- _Task prompt_
Show each line in the rows below that contains the word "Target", treating uppercase and lowercase as different.

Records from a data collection
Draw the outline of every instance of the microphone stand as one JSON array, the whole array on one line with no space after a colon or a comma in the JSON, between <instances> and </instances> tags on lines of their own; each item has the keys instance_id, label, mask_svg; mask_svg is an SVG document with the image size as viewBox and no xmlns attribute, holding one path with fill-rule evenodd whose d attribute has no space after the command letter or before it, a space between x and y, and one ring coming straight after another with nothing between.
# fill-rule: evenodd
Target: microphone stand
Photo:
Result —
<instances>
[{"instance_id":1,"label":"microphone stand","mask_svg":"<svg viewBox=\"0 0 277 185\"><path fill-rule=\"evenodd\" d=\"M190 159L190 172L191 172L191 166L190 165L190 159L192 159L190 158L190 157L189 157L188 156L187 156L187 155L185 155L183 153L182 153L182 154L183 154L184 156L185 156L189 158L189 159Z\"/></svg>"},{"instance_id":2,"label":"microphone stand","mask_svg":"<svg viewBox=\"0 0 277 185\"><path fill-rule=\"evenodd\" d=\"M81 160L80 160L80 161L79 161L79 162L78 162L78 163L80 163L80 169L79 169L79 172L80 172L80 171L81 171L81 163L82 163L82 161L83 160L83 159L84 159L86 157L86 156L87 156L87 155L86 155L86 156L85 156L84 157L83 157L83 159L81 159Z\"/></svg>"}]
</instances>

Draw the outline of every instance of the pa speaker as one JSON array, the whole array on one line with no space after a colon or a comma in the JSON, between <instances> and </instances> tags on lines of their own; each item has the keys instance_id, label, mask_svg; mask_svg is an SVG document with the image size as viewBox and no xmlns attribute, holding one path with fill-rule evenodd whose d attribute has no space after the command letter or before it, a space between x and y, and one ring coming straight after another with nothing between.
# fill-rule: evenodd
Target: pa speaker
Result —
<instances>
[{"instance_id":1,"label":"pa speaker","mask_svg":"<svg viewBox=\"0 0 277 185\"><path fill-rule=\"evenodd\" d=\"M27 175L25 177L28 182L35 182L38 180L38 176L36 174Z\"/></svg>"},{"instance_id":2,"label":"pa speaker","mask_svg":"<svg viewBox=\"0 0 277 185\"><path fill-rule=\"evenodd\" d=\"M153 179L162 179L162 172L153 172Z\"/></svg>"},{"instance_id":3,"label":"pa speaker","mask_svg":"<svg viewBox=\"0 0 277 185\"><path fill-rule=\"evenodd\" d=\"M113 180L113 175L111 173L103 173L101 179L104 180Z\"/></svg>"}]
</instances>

- _Answer to this problem_
Target: microphone stand
Target: pa speaker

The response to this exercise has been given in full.